» **PROVIDED PASSAGE**
CSE5100H2/result.tex

\documentclass[11pt]{article}
\usepackage{amsmath, amsfonts, amsthm}
\usepackage{amssymb}
\usepackage{fancyhdr,parskip}
\usepackage{fullpage}
\usepackage{mathrsfs}
\usepackage{mathtools}
\usepackage{float}
\usepackage{hyperref}

%%
%% Stuff above here is packages that will be used to compile your document.
%% If you've used unusual LaTeX features, you may have to install extra packages by adding them to this list.
%%%%%%%%%%%%%%%%%%%%%%%%%%%%%%%%%%%%%%%%%%%%%%%%%%%%%%%%%%%


\setlength{\headheight}{15.2pt}
\setlength{\headsep}{20pt}
\pagestyle{fancyplain}

%%
%% Stuff above here is layout and formatting.  If you've never used LaTeX before, you probably don't need to change any of it.

» **AIM**
Answer these about the result.tex preamble:
1. What point size is given as an option to the document class?
2. What length is assigned to \headsep?
3. Which page style does the file select?

» **RECORDED INFORMATION**
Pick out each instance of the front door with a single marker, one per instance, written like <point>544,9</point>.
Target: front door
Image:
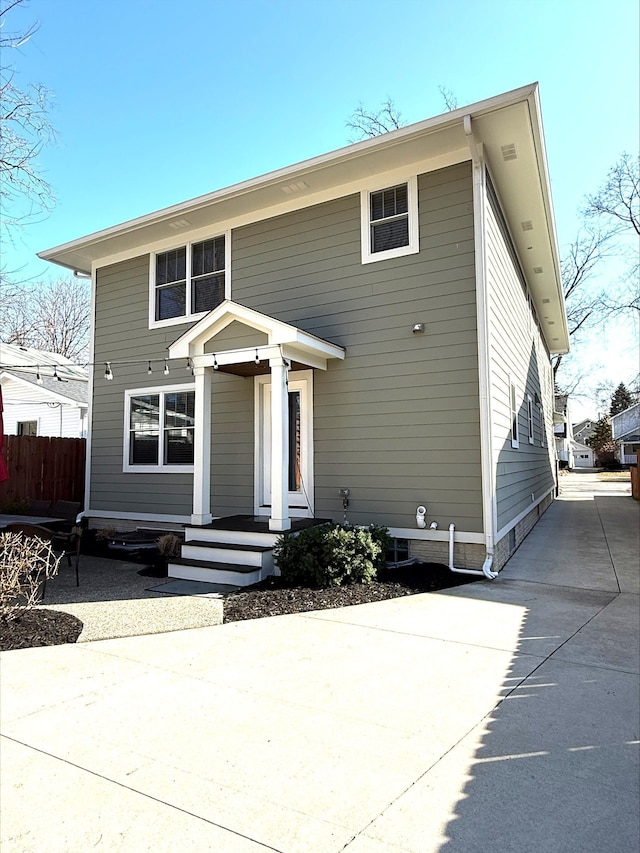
<point>300,474</point>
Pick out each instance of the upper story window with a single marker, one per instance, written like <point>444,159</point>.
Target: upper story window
<point>159,429</point>
<point>530,419</point>
<point>189,280</point>
<point>390,221</point>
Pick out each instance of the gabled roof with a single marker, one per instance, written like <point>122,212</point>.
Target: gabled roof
<point>626,423</point>
<point>293,343</point>
<point>67,392</point>
<point>509,128</point>
<point>27,360</point>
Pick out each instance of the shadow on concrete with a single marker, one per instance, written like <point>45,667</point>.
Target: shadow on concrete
<point>554,767</point>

» **TASK ANSWER**
1. 11pt
2. 20pt
3. fancyplain